## EXTRACT TO READ:
================

Norwegian politician

Niels Ødegaard (25 September 1892 – 1976) was a Norwegian educator, newspaper editor and politician for the Labour and Communist parties.

He was born in Gjøvik as a son of shoemaker Anton Ødegaard (1865–1931) and his wife Pauline Josefine Nielsen (1863–1943). He
started his working career in a printing press from 1906 to 1909 and then as an office clerk for O. Mustad & Søn from 1909 to 1911. He then studied and graduated from Elverum Teachers' College in 1913, and was hired as a school teacher in Gjøvik. He also worked as a substitute teacher in Tyldalen, Fluberg, and Vardal. From 1916 he chaired the local Labour Party chapter. In 1919 he became editor-in-chief of the newspaper Ny Dag, He was also a member of the municipal council of Gjøvik Municipality from 1919, and served as mayor from 1922 to 1940. He left Ny Dag in 1924, and from 1926 to 1940 he was the editor-in-chief of Opland Arbeiderblad.

He also chaired Gjøvik's school board, and was deputy chair of the supervisory council of Kommunenes Filmcentral and Norsk Film. He chaired several local companies: Gjøvik Støperi og Mekaniske Verksted, Gjøvik Skifabrik, Gjøvik Auto and Byggeleverandøren, and was a board member of Gumælius og Reklame and Gjøvik Bruk, as well as the Federation of Norwegian Industries.

He was a deputy representative to the Parliament of Norway in the terms 1925–1927, 1928–1930 and 1931–1933, representing the Market towns of Hedmark and Oppland counties. In 1924 he was elected on the ballot of the Communist Party (which he had joined), but right after the election he gave up this party and rejoined the Labour Party. He returned as local Labour chairman, serving until 1934. He was elected as a full member of Parliament in 1933 and 1936. His last term was ended by the occupation of Norway by Nazi Germany, during which he was also removed as mayor. He instead became manager of the company Hunton Bruk, where he remained until 1961. He returned as mayor after the Second World War, and sat from 1945 to 1967. In total, he is the longest-sitting mayor in any Norwegian municipality. He also spearheaded policies, branded "Ødegaardianism", that bore the characteristics of a mixed economy (i.e. not really socialism).

In 1967 he was proclaimed an honorary citizen of Gjøvik, and in 1972 a monument to him was unveiled in the city. He died in 1976.

================

## WHAT TO DO:
1) Turn the paragraph of the biography above that begins "He also chaired Gjøvik's school board" into a short list, keeping its main facts.
2) Answer from the biography above:
(a) From which college did he graduate, and in what year?
(b) What company did he manage after he was removed as mayor, and until what year?
(c) In what year was a monument to him unveiled in Gjøvik?

## MATERIAL SHOWN:

================

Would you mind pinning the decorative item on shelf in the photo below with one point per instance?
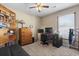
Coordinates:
(30, 26)
(21, 22)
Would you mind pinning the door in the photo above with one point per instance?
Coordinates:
(3, 36)
(65, 23)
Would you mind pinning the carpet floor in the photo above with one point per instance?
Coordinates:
(37, 49)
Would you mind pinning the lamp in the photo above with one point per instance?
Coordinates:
(21, 22)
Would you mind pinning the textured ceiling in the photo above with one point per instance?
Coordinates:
(24, 7)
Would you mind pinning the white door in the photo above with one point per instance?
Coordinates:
(64, 24)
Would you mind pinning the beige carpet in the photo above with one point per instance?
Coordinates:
(37, 49)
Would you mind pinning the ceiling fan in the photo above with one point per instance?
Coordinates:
(39, 6)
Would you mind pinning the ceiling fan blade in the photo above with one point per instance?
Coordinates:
(32, 7)
(45, 6)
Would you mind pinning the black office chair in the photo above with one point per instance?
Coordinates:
(57, 42)
(44, 39)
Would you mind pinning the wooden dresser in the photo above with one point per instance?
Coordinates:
(25, 36)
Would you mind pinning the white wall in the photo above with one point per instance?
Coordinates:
(29, 20)
(51, 20)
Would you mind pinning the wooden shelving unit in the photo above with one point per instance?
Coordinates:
(7, 17)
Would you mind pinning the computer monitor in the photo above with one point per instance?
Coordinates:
(48, 30)
(40, 30)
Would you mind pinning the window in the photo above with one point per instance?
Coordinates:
(65, 23)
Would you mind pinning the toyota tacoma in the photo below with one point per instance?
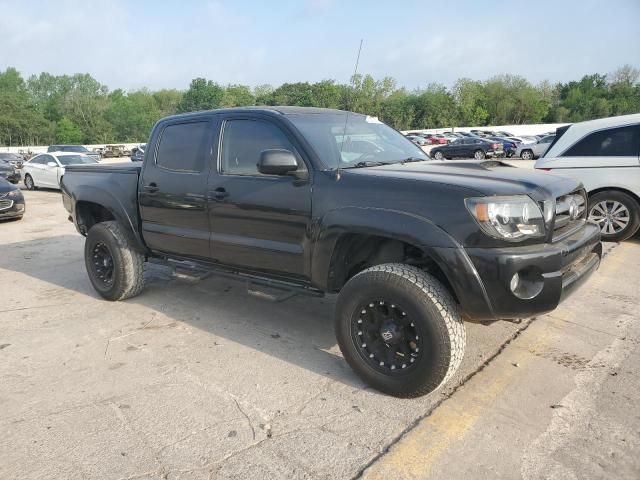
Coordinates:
(318, 201)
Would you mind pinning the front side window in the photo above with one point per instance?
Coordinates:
(338, 139)
(244, 140)
(183, 147)
(614, 142)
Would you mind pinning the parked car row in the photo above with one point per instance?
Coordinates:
(526, 147)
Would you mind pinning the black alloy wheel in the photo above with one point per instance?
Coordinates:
(102, 263)
(385, 337)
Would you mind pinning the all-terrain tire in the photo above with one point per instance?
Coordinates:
(428, 305)
(127, 278)
(29, 183)
(606, 202)
(526, 155)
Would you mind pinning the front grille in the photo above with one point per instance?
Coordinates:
(570, 215)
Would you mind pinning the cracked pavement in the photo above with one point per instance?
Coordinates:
(190, 380)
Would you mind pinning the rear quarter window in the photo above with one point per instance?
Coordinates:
(613, 142)
(183, 147)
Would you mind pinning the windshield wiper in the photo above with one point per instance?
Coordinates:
(413, 159)
(368, 164)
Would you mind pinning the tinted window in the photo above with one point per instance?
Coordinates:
(243, 140)
(614, 142)
(183, 147)
(74, 148)
(75, 160)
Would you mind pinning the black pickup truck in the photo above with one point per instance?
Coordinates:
(321, 201)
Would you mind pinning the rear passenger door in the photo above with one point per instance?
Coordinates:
(173, 188)
(258, 221)
(605, 158)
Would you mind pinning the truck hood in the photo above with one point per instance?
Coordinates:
(484, 177)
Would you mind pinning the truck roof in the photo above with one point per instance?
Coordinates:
(282, 110)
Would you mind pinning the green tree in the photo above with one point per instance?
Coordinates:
(68, 132)
(435, 107)
(299, 94)
(328, 94)
(237, 96)
(398, 110)
(471, 101)
(167, 101)
(203, 94)
(263, 94)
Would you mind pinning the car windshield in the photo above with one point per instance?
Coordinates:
(365, 139)
(75, 148)
(75, 160)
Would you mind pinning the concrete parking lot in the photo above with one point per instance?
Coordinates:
(198, 380)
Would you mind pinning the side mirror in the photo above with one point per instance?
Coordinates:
(277, 162)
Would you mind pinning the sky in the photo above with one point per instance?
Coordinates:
(156, 44)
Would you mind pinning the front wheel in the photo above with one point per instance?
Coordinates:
(526, 155)
(617, 214)
(28, 182)
(399, 329)
(115, 268)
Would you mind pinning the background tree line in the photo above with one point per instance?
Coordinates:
(45, 108)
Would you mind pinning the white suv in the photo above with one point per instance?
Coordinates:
(604, 155)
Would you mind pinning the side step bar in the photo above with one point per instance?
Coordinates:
(284, 290)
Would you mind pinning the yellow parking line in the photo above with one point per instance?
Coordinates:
(417, 452)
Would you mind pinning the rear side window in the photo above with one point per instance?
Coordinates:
(183, 147)
(614, 142)
(242, 142)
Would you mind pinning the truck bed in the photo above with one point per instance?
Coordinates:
(112, 186)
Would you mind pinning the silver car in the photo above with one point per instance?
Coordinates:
(529, 151)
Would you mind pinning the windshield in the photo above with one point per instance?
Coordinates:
(75, 148)
(366, 140)
(75, 160)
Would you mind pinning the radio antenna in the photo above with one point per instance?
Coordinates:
(346, 118)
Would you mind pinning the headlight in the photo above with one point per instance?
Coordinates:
(513, 218)
(14, 194)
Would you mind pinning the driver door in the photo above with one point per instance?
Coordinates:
(49, 174)
(258, 221)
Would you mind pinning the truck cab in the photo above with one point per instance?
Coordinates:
(323, 201)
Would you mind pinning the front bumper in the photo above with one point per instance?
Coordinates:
(13, 209)
(13, 177)
(485, 292)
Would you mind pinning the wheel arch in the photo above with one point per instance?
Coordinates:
(92, 205)
(352, 239)
(615, 189)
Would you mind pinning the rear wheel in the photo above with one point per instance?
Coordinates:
(399, 329)
(115, 269)
(527, 155)
(28, 182)
(617, 214)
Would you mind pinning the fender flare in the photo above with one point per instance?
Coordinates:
(394, 224)
(112, 202)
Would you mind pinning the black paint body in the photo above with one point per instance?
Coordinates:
(288, 227)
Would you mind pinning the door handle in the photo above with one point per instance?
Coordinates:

================

## RESULTS BY TASK:
1)
- Chaired Gjøvik's school board
- Deputy chair of the supervisory council of Kommunenes Filmcentral and Norsk Film
- Chaired the local companies Gjøvik Støperi og Mekaniske Verksted, Gjøvik Skifabrik, Gjøvik Auto and Byggeleverandøren
- Board member of Gumælius og Reklame, Gjøvik Bruk and the Federation of Norwegian Industries

2)
(a) Elverum Teachers' College, in 1913.
(b) Hunton Bruk, until 1961.
(c) 1972.